Revise the entries from the line containing "Check that each instance of the white truck" through the end of the entries, replacing "gravel lot" with "paved lot" and keeping everything else unchanged.

• [DATA SUPPLIED]:
* * *

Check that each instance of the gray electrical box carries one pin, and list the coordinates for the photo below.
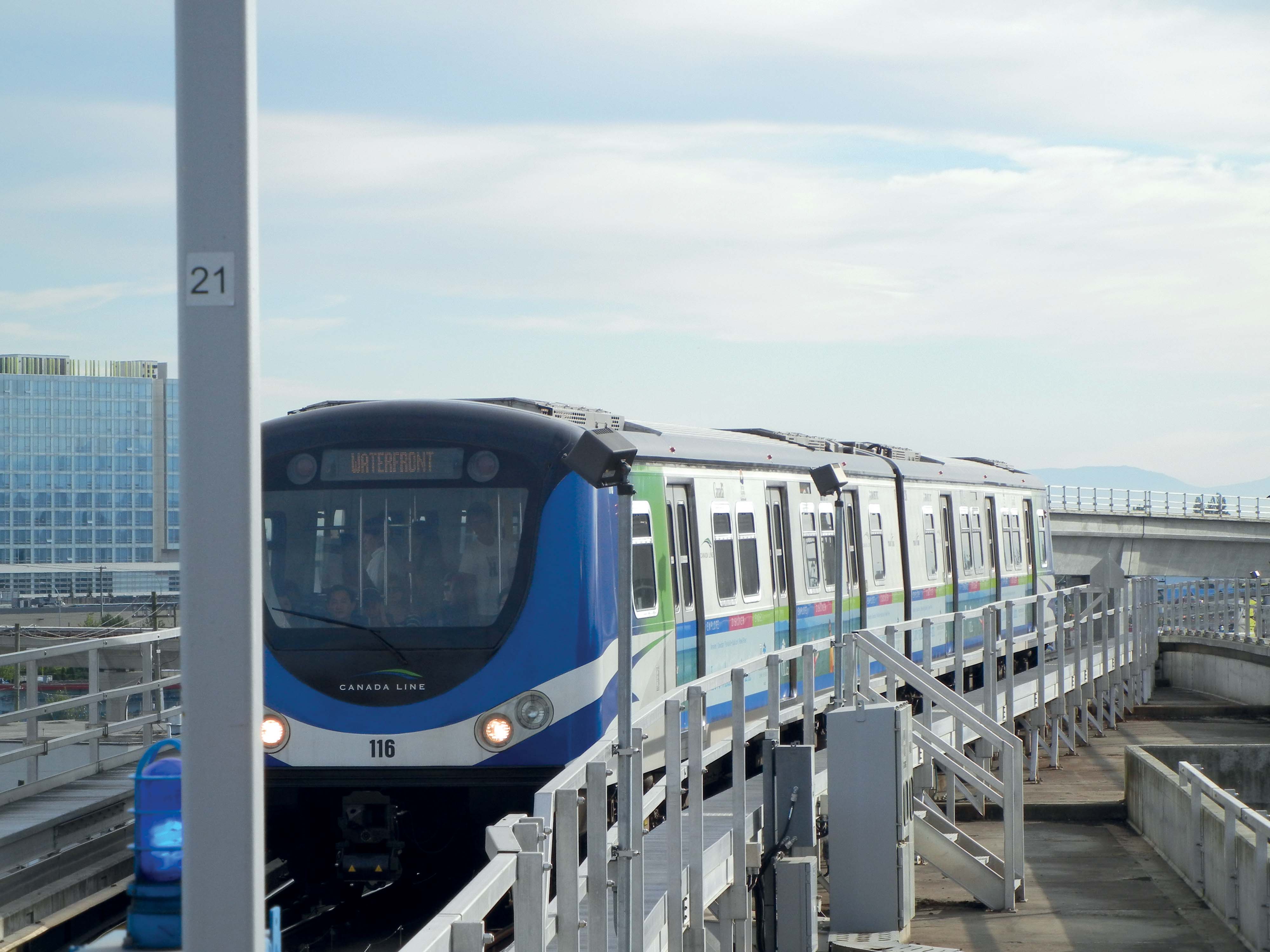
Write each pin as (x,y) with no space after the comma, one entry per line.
(796,766)
(796,904)
(871,818)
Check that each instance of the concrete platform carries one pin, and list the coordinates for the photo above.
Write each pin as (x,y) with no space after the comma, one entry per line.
(1095,885)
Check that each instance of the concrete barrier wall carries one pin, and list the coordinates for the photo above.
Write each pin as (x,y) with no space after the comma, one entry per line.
(1244,769)
(1160,810)
(1227,670)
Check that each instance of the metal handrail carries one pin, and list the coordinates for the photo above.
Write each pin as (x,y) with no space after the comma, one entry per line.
(1231,610)
(1235,813)
(154,710)
(1145,502)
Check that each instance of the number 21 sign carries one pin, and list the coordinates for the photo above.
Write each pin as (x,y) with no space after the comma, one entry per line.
(210,279)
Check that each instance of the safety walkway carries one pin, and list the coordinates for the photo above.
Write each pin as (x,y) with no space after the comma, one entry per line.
(1014,690)
(1094,884)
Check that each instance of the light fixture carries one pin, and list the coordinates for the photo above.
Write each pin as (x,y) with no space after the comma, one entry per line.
(302,469)
(275,732)
(483,466)
(534,711)
(495,731)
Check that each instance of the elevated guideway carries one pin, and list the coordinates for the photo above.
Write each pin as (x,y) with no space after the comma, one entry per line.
(67,779)
(1147,532)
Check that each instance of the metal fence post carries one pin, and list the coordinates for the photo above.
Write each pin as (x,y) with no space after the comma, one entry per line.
(95,709)
(675,894)
(566,836)
(598,857)
(529,903)
(697,934)
(1010,664)
(808,695)
(223,788)
(959,675)
(34,720)
(740,894)
(774,694)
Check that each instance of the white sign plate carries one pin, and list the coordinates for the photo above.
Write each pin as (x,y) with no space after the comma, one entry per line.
(210,279)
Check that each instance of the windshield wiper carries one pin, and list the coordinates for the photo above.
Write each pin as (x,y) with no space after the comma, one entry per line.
(347,625)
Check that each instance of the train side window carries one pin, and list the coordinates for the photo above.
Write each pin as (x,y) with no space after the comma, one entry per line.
(811,548)
(977,535)
(829,552)
(965,532)
(726,557)
(643,560)
(747,553)
(1043,540)
(877,546)
(670,539)
(849,532)
(681,526)
(775,534)
(933,557)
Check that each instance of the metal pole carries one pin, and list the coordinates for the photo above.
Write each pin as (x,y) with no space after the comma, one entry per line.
(628,808)
(223,884)
(840,558)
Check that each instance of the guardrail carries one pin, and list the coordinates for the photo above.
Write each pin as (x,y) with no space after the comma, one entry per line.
(1094,651)
(1225,884)
(1147,502)
(157,667)
(1217,609)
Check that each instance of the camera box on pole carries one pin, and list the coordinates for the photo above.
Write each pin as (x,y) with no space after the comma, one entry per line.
(871,818)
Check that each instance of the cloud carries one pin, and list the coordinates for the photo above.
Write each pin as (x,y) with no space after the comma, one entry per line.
(761,232)
(303,326)
(25,332)
(77,298)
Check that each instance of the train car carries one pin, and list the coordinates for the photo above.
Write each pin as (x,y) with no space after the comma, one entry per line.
(441,605)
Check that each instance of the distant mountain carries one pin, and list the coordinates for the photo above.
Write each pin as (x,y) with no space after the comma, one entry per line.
(1136,478)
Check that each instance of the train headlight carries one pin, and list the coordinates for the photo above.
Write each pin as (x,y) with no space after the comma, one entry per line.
(302,469)
(534,711)
(275,732)
(483,466)
(496,731)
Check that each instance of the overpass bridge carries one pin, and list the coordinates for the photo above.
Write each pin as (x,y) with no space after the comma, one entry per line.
(1159,534)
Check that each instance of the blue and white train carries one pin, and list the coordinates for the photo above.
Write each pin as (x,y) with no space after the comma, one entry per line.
(440,592)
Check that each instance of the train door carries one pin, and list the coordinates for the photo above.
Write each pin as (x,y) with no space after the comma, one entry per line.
(853,600)
(990,506)
(951,567)
(685,576)
(1031,565)
(778,545)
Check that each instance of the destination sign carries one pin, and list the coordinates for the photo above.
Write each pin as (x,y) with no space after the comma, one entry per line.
(416,464)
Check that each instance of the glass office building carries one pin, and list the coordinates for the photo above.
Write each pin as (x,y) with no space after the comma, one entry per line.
(90,483)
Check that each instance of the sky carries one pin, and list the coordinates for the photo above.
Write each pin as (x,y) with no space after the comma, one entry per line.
(1032,233)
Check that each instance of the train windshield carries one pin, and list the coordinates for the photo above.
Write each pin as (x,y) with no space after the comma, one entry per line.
(392,558)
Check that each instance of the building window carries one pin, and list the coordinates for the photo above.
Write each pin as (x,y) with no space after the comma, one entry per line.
(643,562)
(747,550)
(877,546)
(726,557)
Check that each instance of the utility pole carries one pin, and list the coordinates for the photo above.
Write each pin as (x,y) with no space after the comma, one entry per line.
(223,770)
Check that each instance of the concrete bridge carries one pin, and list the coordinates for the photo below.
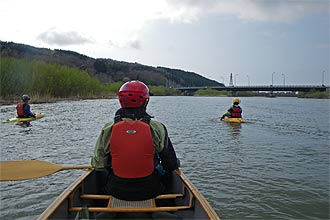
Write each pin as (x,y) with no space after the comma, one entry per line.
(270,88)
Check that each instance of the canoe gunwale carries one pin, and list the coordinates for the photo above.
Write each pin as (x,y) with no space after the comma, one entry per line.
(190,195)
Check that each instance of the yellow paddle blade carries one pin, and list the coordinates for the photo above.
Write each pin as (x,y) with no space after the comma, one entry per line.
(29,169)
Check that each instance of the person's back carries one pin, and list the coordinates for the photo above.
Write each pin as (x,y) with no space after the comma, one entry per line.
(235,111)
(23,108)
(132,146)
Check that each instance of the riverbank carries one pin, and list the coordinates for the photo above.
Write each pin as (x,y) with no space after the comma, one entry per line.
(49,99)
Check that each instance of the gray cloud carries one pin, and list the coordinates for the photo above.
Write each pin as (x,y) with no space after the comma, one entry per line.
(62,38)
(135,44)
(251,10)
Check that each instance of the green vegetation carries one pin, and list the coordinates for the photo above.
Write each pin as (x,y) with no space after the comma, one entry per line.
(315,95)
(163,91)
(45,82)
(38,78)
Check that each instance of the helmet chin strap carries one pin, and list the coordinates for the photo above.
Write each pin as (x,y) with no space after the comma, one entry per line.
(146,103)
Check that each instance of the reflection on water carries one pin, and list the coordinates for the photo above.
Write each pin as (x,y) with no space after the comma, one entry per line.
(274,166)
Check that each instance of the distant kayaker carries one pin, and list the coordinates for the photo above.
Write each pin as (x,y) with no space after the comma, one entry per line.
(235,111)
(133,151)
(23,108)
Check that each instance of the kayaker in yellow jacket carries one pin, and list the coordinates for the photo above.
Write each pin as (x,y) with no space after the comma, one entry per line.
(133,152)
(235,111)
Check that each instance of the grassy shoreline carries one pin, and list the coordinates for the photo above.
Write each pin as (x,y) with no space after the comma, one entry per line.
(37,99)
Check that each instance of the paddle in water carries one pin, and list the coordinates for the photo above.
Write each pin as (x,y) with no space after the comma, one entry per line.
(30,169)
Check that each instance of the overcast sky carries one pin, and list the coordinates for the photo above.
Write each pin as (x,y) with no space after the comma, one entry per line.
(256,40)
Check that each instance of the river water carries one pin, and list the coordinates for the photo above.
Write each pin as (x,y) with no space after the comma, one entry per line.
(274,166)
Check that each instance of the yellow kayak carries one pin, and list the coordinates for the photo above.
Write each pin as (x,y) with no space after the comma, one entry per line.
(38,116)
(234,120)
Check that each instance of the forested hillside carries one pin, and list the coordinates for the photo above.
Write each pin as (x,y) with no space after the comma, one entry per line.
(106,70)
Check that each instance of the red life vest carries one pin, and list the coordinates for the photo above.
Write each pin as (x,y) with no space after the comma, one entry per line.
(236,112)
(20,109)
(132,149)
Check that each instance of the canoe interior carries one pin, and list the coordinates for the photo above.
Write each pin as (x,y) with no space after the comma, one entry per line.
(182,201)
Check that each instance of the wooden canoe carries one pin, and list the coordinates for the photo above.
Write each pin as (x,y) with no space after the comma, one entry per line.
(81,199)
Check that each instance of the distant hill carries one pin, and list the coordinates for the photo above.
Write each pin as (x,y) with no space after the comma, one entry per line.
(107,70)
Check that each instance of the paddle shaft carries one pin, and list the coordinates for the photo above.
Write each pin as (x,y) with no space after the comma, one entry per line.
(30,169)
(76,167)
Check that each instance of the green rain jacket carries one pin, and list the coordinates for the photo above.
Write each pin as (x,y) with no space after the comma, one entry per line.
(102,146)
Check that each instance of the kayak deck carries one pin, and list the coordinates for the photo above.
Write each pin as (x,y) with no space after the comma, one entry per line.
(38,116)
(234,120)
(82,199)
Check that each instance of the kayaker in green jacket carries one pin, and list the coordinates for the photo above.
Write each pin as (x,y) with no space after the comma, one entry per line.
(235,111)
(133,152)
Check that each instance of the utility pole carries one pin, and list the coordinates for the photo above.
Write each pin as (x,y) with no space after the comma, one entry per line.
(231,80)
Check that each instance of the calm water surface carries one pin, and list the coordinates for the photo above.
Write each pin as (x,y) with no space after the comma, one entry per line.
(275,166)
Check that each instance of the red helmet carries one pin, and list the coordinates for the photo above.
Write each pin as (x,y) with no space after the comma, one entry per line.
(133,94)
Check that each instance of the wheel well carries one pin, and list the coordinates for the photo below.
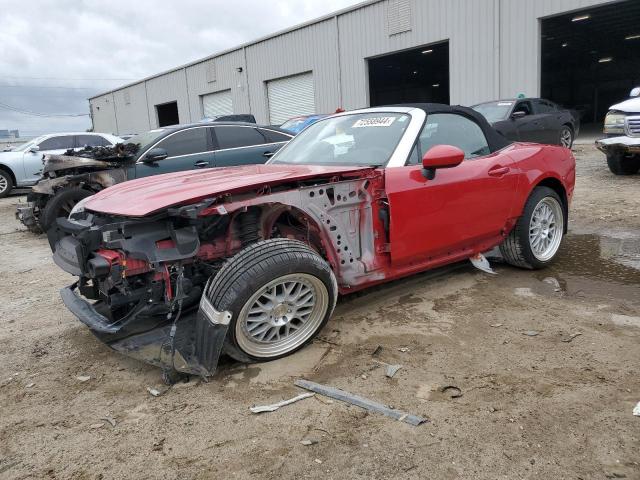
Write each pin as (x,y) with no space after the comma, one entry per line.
(294,223)
(10,172)
(556,185)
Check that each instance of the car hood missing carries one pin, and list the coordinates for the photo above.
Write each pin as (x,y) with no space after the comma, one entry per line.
(144,196)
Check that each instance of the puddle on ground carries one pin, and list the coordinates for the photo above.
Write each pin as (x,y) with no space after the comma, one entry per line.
(591,263)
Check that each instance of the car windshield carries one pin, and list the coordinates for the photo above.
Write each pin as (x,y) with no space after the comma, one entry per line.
(494,111)
(355,139)
(293,123)
(26,146)
(147,139)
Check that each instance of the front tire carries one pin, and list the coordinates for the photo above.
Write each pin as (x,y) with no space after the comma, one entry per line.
(566,137)
(621,164)
(280,293)
(535,240)
(6,183)
(61,204)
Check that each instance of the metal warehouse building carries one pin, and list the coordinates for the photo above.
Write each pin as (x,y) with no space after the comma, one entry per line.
(580,53)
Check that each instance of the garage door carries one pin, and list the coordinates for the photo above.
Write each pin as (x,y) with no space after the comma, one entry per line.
(289,97)
(215,104)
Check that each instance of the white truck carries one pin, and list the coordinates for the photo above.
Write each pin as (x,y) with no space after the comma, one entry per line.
(622,145)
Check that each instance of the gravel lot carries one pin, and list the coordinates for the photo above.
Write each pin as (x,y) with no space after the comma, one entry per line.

* * *

• [EXERCISE OUTPUT]:
Check that each instance of the white truck carries one pin, and list the coordinates for the photo above.
Write each pin as (x,y) with no space after the comma, one entry per line.
(622,145)
Check that each instance of the paved lot carries one pin, and list the coordinates for the photo above.
Write each pin as (x,y) with no space after the comma, one entry per line.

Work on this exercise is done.